---------- DATASET ENTRIES ----------

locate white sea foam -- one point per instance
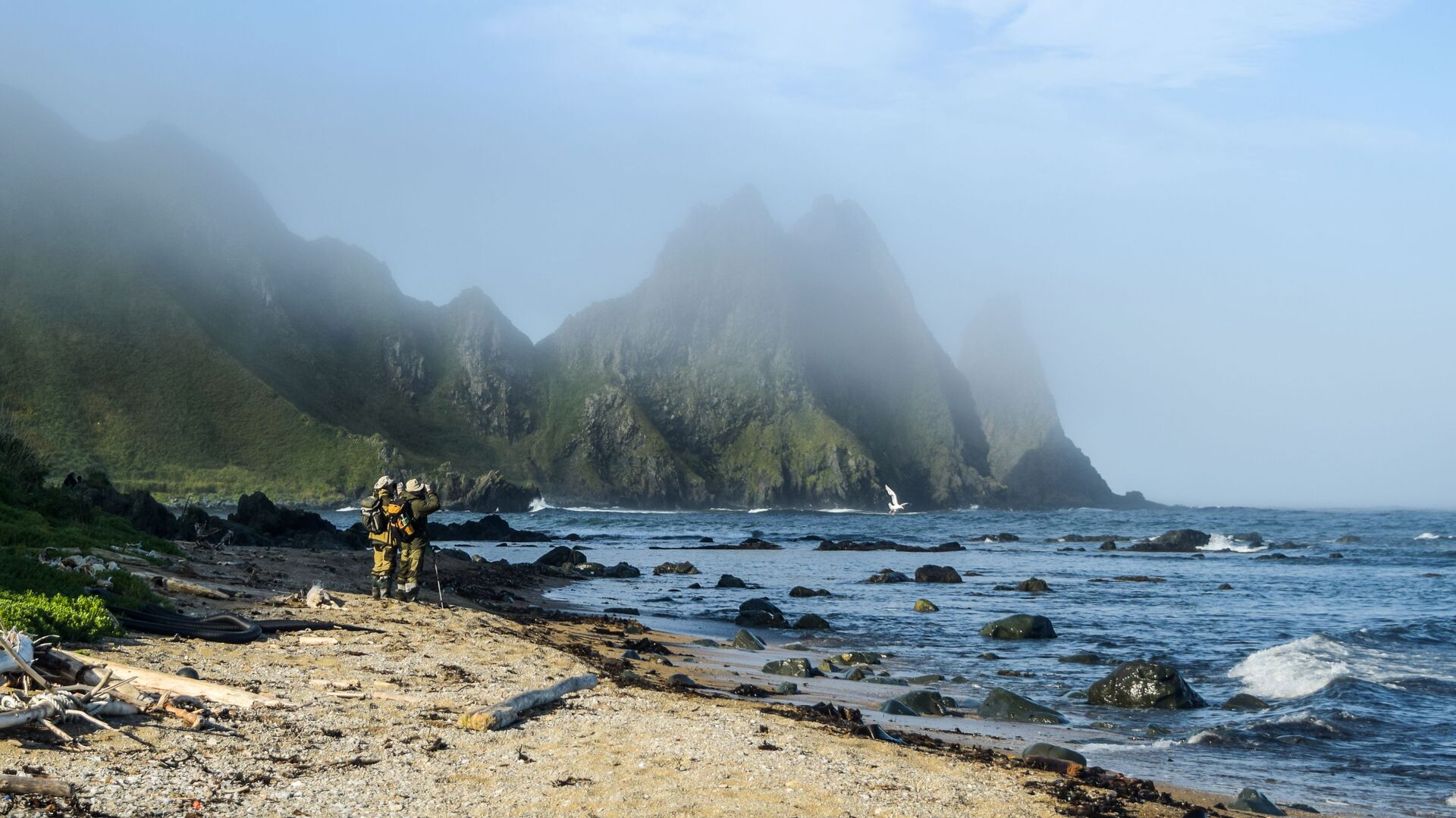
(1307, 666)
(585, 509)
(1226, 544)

----------
---------- DATASET ENTRIES ----------

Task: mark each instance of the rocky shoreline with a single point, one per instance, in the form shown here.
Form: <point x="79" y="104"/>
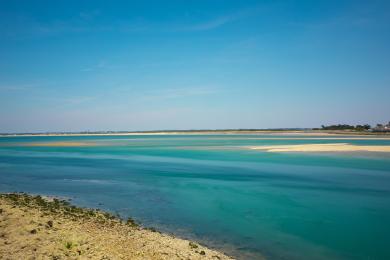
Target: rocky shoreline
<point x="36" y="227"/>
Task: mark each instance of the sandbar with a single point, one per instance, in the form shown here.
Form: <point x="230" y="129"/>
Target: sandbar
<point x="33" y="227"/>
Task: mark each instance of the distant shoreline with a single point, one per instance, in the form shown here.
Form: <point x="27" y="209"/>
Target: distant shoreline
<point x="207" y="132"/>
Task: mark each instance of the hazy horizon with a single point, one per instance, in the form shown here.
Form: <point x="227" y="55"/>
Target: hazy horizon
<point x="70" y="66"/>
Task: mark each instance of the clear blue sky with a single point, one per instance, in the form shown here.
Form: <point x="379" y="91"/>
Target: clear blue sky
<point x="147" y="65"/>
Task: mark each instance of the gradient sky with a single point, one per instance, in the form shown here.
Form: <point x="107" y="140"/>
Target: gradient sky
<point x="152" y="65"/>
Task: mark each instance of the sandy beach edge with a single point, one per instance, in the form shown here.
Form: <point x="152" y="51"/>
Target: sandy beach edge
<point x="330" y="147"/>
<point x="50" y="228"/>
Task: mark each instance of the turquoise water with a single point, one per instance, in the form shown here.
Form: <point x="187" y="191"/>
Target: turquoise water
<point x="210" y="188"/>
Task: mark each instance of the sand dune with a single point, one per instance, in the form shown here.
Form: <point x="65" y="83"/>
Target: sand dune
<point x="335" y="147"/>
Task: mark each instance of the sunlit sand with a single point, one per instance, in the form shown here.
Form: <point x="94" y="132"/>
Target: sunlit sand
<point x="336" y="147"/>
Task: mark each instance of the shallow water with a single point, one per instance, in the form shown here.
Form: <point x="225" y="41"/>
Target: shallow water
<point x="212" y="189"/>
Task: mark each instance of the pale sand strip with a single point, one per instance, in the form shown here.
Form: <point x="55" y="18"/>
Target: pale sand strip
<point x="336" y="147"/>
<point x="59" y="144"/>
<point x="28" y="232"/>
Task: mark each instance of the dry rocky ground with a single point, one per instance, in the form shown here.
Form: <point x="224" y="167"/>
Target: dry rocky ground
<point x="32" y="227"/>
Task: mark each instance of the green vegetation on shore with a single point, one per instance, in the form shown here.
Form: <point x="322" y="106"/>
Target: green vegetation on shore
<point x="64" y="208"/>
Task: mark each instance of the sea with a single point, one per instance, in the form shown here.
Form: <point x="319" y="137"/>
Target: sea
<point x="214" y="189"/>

----------
---------- DATASET ENTRIES ----------

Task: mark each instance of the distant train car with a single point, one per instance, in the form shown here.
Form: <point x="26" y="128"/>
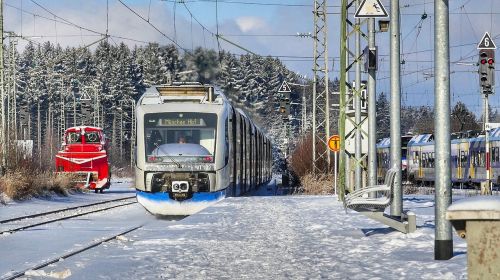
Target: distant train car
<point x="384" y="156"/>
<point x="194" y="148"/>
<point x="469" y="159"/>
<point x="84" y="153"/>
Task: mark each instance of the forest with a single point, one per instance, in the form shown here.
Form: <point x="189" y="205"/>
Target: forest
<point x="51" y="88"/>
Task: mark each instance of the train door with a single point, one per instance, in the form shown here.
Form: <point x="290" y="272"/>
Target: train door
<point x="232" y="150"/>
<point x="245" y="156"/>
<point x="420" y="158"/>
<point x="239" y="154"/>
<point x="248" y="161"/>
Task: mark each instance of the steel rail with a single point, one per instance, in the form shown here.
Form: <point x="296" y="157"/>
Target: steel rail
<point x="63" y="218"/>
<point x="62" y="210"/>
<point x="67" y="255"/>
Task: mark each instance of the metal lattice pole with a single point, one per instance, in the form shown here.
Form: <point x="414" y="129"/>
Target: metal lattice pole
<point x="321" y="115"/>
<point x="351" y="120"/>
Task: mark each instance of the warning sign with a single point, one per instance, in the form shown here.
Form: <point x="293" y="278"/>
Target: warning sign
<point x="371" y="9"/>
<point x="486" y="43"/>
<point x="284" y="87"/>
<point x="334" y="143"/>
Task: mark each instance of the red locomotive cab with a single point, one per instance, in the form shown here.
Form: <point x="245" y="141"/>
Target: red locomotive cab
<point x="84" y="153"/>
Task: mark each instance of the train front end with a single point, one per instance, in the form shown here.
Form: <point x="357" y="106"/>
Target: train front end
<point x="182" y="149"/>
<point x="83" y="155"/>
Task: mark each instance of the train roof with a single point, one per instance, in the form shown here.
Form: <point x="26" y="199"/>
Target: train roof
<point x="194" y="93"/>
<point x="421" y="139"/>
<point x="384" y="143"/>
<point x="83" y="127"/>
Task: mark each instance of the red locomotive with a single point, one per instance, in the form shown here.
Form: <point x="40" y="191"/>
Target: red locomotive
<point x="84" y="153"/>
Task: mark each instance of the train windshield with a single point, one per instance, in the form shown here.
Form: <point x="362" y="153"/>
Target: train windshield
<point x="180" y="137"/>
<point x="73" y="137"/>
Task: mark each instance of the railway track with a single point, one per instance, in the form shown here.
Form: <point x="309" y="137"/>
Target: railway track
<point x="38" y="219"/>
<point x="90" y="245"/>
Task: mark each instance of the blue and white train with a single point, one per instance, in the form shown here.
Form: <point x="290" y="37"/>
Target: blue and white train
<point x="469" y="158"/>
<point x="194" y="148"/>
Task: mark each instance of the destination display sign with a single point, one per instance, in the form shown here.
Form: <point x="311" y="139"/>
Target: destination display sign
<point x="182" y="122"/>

----------

YOUR OBJECTIVE: Could you set down, exactly as written, the lines above between the one holding "Target: sand dune" and the one holding "Task: mark each instance of the pale", inclusive, and nothing more?

SOLUTION FOR THIS EXERCISE:
Target: sand dune
<point x="335" y="147"/>
Task: mark each instance of the sunlit sand with a single point, one per instance, in the form shown here.
Form: <point x="94" y="132"/>
Target: sunlit sand
<point x="336" y="147"/>
Task: mark each instance of the shallow water with a single point, one per instance, in the form shown here.
Form: <point x="225" y="41"/>
Target: shallow water
<point x="212" y="189"/>
Task: mark each instance of the pale sand strip with a single point, one per instance, in the form shown here.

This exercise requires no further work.